◆ **Short exercise 1**:
Please reproduce the stretch of the article on large-company innovation from "- Fixed mindset." through "get lift off.".
◆ **Short exercise 2**:
According to the article on large-company innovation, what percentage of the executives and business leaders tracked in the 2017 PwC report struggled to align their business with their innovation goals?
◆ **Short exercise 3**:
Carry the article on large-company innovation forward from its last sentence.

◆ **Supplied passage**:
'''

Over the past few decades, some large companies have prevailed while others withered and died. Amazon transformed from an online bookseller to an online everything store, to a cloud computing platform. Apple went from making desktop computers to transforming our media habits, to redefining what a phone is.
Meanwhile, the once ubiquitous Toys “R” Us failed to evolve and went bankrupt. Barney’s, once the shining example of luxury retail, rested on its laurels and eventually filed for Chapter 11. What this taught us is that no matter how established a company is, if they don’t evolve to the needs of the marketplace, they risk extinction.
At the same time, the larger the company, the harder it is to innovate: A 2017 report by PwC tracking 1,200 global executives and business leaders in 44 countries found that 54% of them struggled to align their business with their innovation goals.
This isn’t going to change entirely, nor should it. The structural safeguards and reinforcements that exist in the large enterprise are vital to its health and security. Instead, by partnering with firms that specialize in innovation, large companies can still rise to the top.
Failure to Launch
To better understand this, let’s break down why it’s so hard to innovate in the context of the large enterprise. A few major factors are:
- Organizational structure. A large company has, by definition, been successful. They’ve done this by finding a business model that works and created structures, cultures, and processes that supported this business model. Innovation doesn’t really fit into that machine. A disruptive innovation can’t be generated by a system set up for something else entirely. Innovating would require a change to that organizational structure.
- The intricacy of the functional budget. The sheer dollar amount of cash that flows through a large company is staggering. For the numbers to work, budgets must account for every eventuality. This makes for less flexibility in spending which hinders innovation.
Other challenges are entrenched in the culture and changes are slow:
- Lack of support at the top. An HBR article by authors Karan Girotra and Serguei Netessine cited a lack of involvement and encouragement by upper management as one of the top 3 challenges to innovation. While board and upper-level executives are initially enthusiastic, they fail to take the time or energy to engage with the projects. This causes projects to lose steam and fizzle out.
- Fixed mindset. The HBR research also showed that large companies develop tunnel vision. They stick to established goals and don’t pivot preventing new information from potentially illustrating a new path toward success.
- All or nothing approach. Girotra and Netessine also referenced large companies’ all-or-nothing attitude when it comes to new strategies or projects. The governing principle of the large enterprise is to ‘go big or go home,’ rather than experimenting on a smaller scale. With this approach, many projects are just too extreme and risky and don’t get lift off.
Why Innovation Is So Urgent
In today’s business landscape of disruptive innovators and technological breakthroughs, business model life cycles are becoming shorter and shorter. This is due to all of most innovative technologies finally making their way into business processes in recent years. From machine learning and AI to VR and blockchain, technology is evolving rapidly and disrupting industries constantly.
Large companies can’t legitimately match the speed and complexity of innovation. Yet, in order to stay competitive, they must. A conundrum.

'''

◆ **Extracted entries**:
'''

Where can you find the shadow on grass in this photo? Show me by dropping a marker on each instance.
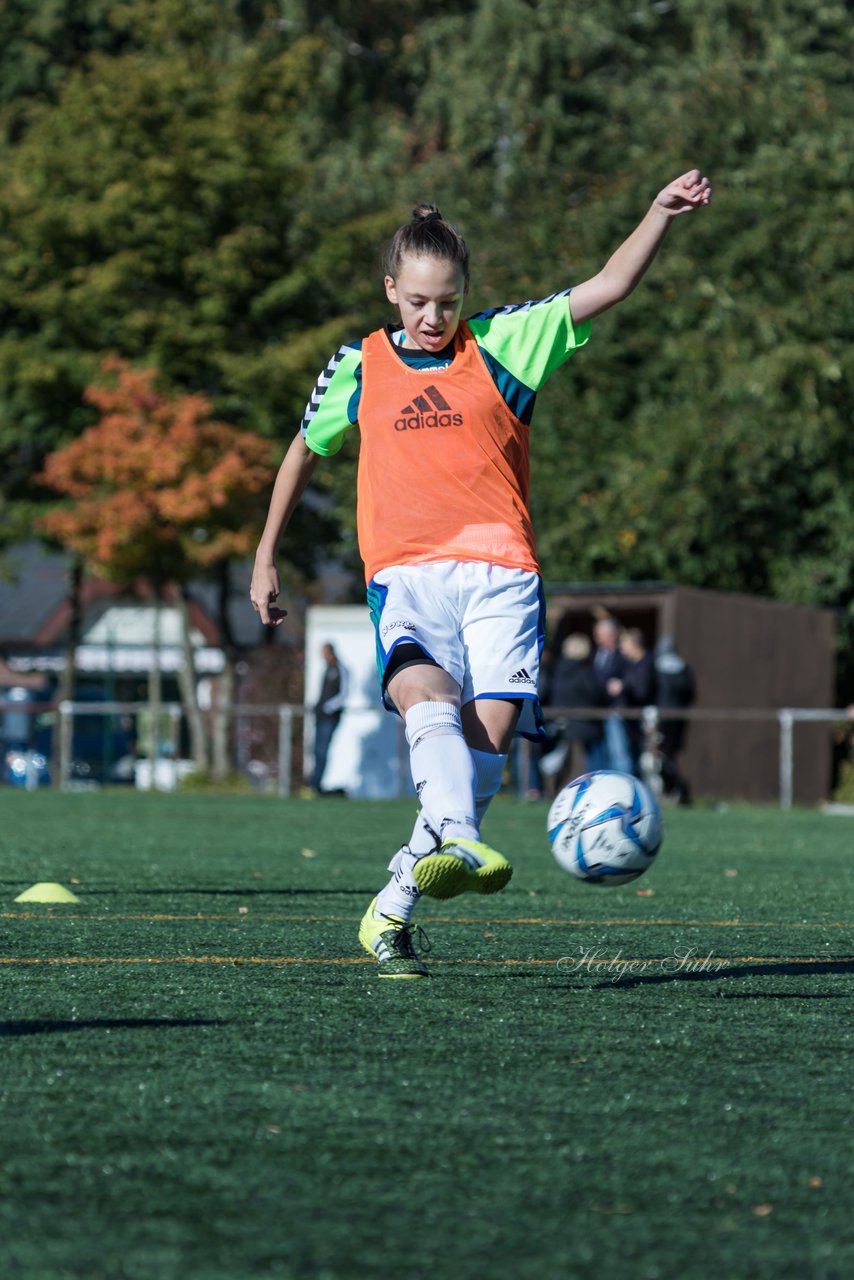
(777, 968)
(256, 891)
(41, 1025)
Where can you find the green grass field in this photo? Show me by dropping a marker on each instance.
(204, 1078)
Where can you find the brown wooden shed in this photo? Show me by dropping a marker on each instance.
(748, 654)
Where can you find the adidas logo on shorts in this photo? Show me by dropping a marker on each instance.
(521, 677)
(430, 410)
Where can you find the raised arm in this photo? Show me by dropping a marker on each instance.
(295, 474)
(629, 264)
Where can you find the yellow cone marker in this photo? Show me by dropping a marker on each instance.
(46, 892)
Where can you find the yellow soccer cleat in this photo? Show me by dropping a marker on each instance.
(389, 940)
(487, 871)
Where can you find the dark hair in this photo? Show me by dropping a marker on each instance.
(427, 234)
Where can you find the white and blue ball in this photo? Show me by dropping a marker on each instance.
(604, 827)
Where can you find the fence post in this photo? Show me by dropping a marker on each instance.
(786, 755)
(286, 746)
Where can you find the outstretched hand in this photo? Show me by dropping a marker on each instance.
(684, 195)
(263, 592)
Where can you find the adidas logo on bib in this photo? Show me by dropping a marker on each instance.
(430, 410)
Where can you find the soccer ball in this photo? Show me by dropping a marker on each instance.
(604, 827)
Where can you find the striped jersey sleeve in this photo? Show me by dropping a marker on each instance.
(333, 405)
(530, 339)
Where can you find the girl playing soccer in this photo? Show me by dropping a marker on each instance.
(443, 406)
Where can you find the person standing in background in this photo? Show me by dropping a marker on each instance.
(675, 690)
(638, 688)
(608, 666)
(328, 709)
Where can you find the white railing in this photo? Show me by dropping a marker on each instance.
(161, 773)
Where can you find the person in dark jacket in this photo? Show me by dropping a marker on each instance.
(328, 708)
(638, 688)
(572, 684)
(608, 666)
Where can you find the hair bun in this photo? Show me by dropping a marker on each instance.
(427, 214)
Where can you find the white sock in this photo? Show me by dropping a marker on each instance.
(489, 771)
(443, 771)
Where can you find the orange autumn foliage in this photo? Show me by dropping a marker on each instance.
(159, 487)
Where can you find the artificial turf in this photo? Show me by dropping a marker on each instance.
(202, 1075)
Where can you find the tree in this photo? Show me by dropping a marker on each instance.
(160, 490)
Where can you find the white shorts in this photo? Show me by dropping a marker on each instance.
(483, 624)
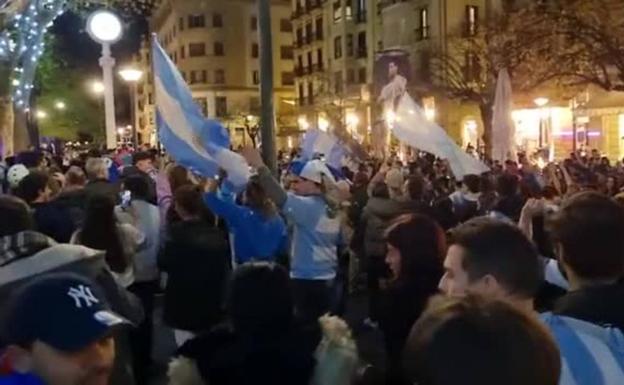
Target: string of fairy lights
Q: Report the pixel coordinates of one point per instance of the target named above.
(22, 41)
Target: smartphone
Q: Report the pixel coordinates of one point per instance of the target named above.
(126, 197)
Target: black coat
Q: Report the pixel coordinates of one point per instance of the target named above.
(600, 305)
(196, 256)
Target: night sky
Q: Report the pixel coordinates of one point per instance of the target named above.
(82, 54)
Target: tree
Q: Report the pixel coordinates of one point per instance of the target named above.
(23, 26)
(467, 68)
(586, 42)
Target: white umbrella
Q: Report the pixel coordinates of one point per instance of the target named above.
(503, 128)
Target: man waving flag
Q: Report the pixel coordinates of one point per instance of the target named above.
(199, 144)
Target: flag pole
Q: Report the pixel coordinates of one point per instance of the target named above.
(267, 118)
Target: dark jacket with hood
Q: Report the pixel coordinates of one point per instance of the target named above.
(377, 216)
(196, 256)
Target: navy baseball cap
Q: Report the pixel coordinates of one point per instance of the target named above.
(65, 311)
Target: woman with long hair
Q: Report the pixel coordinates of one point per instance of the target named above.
(416, 246)
(101, 231)
(259, 232)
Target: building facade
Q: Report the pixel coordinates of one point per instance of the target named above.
(334, 56)
(215, 45)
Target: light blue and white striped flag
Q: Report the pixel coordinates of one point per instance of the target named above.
(320, 142)
(199, 144)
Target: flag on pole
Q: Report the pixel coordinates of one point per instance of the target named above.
(412, 127)
(503, 129)
(199, 144)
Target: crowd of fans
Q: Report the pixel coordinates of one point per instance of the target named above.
(511, 277)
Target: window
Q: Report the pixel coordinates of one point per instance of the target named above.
(362, 46)
(318, 26)
(361, 11)
(197, 49)
(221, 106)
(338, 47)
(254, 105)
(218, 48)
(299, 41)
(362, 75)
(285, 25)
(338, 82)
(311, 93)
(472, 20)
(423, 30)
(350, 76)
(196, 21)
(310, 63)
(286, 52)
(288, 79)
(309, 34)
(203, 105)
(301, 96)
(217, 20)
(350, 45)
(337, 11)
(219, 76)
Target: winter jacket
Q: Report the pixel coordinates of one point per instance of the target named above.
(376, 217)
(295, 357)
(256, 237)
(196, 257)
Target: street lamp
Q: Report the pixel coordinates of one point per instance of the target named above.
(132, 77)
(105, 28)
(541, 102)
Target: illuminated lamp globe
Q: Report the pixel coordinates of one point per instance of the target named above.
(104, 27)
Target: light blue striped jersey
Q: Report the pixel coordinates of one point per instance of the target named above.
(316, 238)
(590, 354)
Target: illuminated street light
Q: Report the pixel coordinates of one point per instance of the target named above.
(106, 28)
(97, 87)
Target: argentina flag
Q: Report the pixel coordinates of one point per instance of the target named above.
(199, 144)
(319, 142)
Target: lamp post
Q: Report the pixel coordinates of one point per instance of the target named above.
(132, 77)
(540, 103)
(105, 28)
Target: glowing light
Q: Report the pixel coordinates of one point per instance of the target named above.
(541, 101)
(323, 124)
(104, 27)
(303, 123)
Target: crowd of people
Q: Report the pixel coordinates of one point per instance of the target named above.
(511, 277)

'''

◆ **Task response 1**:
- Fixed mindset. The HBR research also showed that large companies develop tunnel vision. They stick to established goals and don’t pivot preventing new information from potentially illustrating a new path toward success.
- All or nothing approach. Girotra and Netessine also referenced large companies’ all-or-nothing attitude when it comes to new strategies or projects. The governing principle of the large enterprise is to ‘go big or go home,’ rather than experimenting on a smaller scale. With this approach, many projects are just too extreme and risky and don’t get lift off.

◆ **Task response 2**:
54%

◆ **Task response 3**:
To deal with this paradox, many large companies turn to agencies and labs that offer quick fixes for simple problems but can’t foster true innovation because they don’t fully understand a company’s business needs. Coupled with the relatively junior status of many agency members and a general lack of follow-through on involved projects, it’s still a piecemeal solution.
‘Tech for Hire’ vs. Innovation Partner
In order to keep pace with competition and remain relevant, large organizations need to partner with firms that both have vast experience and know-how in the space of technological innovation and also understand their business. Through such a partnership, the difficult and time-consuming task of innovation — a task that is fundamentally at odds with the day-to-day tasks of the company as it currently exists — is outsourced to a firm that knows what to do. Outsourcing innovation makes sense, for a number of compelling reasons.
Why Outsource?
Increased efficiency. It is inefficient to hire staff to do work that requires a multitude of narrow skills and diverse work backgrounds.
Clarity. By taking a two-pronged approach to the company’s competing goals of a.) delivering on a core value proposition (handled by the company) and b.) innovation (handled by the partner firm) you are able to do both with synergy.
Cost. Hiring full-time employees is a major financial risk and cuts budgets necessary for other parts of the business. It’s an unnecessary entanglement.
Nimble talent pool. As more businesses recognize the importance of outsourcing tech development and other non-core activities, the gig economy will grow. This allows for a bigger pool of tech talent available for highly specialized work.
Best of tech. Firms that specialize in innovation know how to keep pace with the complex and rapidly changing technology landscape. Perhaps more importantly, they understand how to apply tech correctly to launch a company to the next stage of success.
By the numbers. In 2000, the global market for IT Outsourcing was $40.7 billion. In 2018, that number was $85.6 billion.
Finding the Right Partner
In the search for a firm to partner with, companies should look for a number of qualities: They should excel at guiding organizational business units through the business process, understand how best to validate problems, and know how to align the right technology to the solution.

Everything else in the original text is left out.